TAREFAS E EXERCÍCIOS ->
**1.** Responda com base no texto sobre o Tour:
(a) A quantos quilómetros do final atacou Nairo Quintana na ascensão para La Toussuire?
(b) Qual era a vantagem de Froome para as duas chegadas em alto?
(c) Quantos minutos tinha Contador para gerir na derradeira etapa do Giro?
**2.** Repita, sem qualquer alteração, o trecho do texto sobre o Tour que abre com as palavras "Não atacou a" e fecha com "mau de Froome.".

TEXTO FORNECIDO ->
Não atacou a Movistar, pelo menos não tanto quanto necessário seria para vencer. Mas como podia Nairo Quintana atacar de longe se olhava em seu redor e via o comboio azul tão bem composto? Por um lado, Quintana precisava de atacar de longe, mas por outro, quando nas penúltimas subidas olhava em redor, Froome ainda tinha vários colegas por perto, e seria uma luta do colombiano contra 3 ou 4 corredores, com descidas e terreno plano pelo meio.

Das quatro jornadas alpinas, as mais propícias a diferenças eram as duas últimas, pois apesar da menor extensão, tinham final em duas montanhas muito duras. Ainda assim, eram 3'10'' de vantagem de Froome para duas chegadas em alto, algo que apenas seria perdido num dia muito mau de Froome.

Na ascensão para La Toussuire, Nairo Quintana atacou pela primeira vez neste Tour de forma confiante e determinada, mas fê-lo a seis quilómetros do final, tarde demais para o tempo que necessitava de recuperar. Ganhou quinze segundos, durante muito tempo Froome segurou esse atraso e depois deixou o colombiano ganhar mais alguns. Como diria no final, Froome tentou não ir ao limite para o dia seguinte. E essa foi a ideia que me ficou em direto: Froome vai durante muitos quilómetros a quinze segundos, o que não representava nada considerando que tinha mais de três minutos para gerir, e somente já muito próximo do final cedeu mais alguma coisa. Tal como Contador nos últimos quilómetros da derradeira etapa do Giro, ao perceber que ia perder tempo para Aru mas nada de preocupante para quem tinha quatro minutos para gerir. Froome não teve um dia mau. Subiu melhor que toda a gente, exceto Quintana.

EXTRATO DOS REGISTOS ->
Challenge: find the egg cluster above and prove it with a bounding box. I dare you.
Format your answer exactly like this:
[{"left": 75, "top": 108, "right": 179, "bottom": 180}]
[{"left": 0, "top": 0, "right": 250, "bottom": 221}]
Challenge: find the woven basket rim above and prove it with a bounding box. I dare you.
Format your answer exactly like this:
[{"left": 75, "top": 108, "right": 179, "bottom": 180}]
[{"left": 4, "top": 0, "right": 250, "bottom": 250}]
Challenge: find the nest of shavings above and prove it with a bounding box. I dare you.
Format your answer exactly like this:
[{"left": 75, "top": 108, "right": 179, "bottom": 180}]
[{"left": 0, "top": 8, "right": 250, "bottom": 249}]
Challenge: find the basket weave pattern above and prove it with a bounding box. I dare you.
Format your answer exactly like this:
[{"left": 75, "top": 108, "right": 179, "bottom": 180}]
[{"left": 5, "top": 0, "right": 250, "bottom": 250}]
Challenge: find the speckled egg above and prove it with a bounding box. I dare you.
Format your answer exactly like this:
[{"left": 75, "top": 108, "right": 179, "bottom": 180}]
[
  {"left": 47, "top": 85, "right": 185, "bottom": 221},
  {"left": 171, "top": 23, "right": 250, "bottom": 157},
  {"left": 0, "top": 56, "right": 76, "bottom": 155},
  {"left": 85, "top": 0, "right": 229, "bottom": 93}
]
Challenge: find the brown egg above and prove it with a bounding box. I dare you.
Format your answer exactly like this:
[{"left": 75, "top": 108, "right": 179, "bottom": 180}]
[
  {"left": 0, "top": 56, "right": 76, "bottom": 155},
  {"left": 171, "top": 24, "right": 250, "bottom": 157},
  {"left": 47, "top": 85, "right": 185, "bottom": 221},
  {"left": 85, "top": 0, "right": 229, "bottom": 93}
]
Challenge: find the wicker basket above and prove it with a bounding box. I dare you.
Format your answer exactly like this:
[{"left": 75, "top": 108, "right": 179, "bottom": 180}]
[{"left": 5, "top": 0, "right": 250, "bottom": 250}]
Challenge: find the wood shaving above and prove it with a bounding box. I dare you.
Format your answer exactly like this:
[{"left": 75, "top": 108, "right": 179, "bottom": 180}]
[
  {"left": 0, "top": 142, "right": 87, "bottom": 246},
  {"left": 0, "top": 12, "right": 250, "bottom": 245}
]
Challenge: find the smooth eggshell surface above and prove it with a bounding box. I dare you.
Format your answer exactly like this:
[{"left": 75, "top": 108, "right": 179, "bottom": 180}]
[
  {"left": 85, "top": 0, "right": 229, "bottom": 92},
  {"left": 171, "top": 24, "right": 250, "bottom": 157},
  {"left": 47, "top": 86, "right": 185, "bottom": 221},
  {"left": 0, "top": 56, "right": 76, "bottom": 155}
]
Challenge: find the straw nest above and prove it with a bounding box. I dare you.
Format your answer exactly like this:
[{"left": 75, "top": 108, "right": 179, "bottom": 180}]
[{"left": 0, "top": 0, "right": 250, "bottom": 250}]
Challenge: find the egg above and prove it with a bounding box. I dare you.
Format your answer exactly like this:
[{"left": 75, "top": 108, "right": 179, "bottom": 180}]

RESPOSTAS ->
**1.**
(a) A seis quilómetros do final.
(b) 3'10''.
(c) Quatro minutos.

**2.**
Não atacou a Movistar, pelo menos não tanto quanto necessário seria para vencer. Mas como podia Nairo Quintana atacar de longe se olhava em seu redor e via o comboio azul tão bem composto? Por um lado, Quintana precisava de atacar de longe, mas por outro, quando nas penúltimas subidas olhava em redor, Froome ainda tinha vários colegas por perto, e seria uma luta do colombiano contra 3 ou 4 corredores, com descidas e terreno plano pelo meio.

Das quatro jornadas alpinas, as mais propícias a diferenças eram as duas últimas, pois apesar da menor extensão, tinham final em duas montanhas muito duras. Ainda assim, eram 3'10'' de vantagem de Froome para duas chegadas em alto, algo que apenas seria perdido num dia muito mau de Froome.